*WHAT TO PRODUCE*
Pull out every line in the rows below that contains the word "dirt", matching case exactly.

*PROVIDED DATA*
======

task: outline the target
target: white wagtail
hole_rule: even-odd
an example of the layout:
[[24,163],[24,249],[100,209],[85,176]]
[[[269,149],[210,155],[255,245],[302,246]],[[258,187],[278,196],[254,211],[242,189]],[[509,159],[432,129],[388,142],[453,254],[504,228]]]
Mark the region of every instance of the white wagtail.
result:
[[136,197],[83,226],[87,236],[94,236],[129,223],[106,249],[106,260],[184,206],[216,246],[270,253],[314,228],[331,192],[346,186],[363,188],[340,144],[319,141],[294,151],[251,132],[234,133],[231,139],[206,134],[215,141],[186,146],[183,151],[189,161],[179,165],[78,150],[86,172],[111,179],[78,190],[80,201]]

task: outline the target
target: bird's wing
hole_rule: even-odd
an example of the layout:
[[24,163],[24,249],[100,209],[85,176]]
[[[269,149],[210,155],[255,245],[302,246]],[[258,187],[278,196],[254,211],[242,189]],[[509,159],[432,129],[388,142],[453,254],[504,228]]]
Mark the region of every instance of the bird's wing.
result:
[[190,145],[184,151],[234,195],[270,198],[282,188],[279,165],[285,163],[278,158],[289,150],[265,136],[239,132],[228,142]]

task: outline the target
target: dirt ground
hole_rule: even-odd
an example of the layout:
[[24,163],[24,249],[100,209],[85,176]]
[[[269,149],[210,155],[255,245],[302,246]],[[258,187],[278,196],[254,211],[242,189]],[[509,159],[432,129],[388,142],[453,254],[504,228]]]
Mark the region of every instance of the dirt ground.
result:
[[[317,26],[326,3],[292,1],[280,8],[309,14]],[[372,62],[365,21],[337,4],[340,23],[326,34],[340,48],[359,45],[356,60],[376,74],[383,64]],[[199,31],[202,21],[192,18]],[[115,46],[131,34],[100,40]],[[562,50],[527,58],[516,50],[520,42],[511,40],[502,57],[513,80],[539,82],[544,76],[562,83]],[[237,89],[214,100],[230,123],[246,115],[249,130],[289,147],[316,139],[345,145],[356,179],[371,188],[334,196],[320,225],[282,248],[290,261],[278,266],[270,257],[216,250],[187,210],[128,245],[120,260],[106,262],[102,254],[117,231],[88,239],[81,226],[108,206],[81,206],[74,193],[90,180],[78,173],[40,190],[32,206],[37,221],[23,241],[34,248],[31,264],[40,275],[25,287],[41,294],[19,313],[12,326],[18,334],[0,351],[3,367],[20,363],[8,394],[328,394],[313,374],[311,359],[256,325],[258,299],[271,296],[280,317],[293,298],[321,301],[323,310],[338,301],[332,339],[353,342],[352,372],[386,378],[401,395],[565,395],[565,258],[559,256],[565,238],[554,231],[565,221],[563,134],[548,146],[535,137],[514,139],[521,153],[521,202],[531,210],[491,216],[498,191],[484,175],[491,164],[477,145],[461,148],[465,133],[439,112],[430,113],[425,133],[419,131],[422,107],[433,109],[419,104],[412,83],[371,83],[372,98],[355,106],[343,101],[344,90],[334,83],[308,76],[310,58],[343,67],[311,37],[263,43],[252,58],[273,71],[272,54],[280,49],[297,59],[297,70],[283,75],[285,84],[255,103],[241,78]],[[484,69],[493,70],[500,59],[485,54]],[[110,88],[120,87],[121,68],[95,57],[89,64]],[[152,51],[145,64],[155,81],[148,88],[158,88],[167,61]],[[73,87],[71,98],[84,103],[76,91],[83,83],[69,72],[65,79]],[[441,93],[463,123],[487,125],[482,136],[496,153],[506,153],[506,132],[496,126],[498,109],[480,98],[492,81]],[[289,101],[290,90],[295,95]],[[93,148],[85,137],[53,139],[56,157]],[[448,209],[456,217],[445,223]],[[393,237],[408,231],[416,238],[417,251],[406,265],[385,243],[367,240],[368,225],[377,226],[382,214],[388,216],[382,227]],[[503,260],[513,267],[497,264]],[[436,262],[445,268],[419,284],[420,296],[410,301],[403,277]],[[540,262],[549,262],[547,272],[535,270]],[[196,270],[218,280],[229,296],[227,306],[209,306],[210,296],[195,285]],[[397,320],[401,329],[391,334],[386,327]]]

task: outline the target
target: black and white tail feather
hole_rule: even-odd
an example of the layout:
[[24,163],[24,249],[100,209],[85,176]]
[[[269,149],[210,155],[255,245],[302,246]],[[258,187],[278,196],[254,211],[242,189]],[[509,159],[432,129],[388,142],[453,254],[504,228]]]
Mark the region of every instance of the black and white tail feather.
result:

======

*EXERCISE OUTPUT*
target: dirt ground
Mark the region of every instance of the dirt ground.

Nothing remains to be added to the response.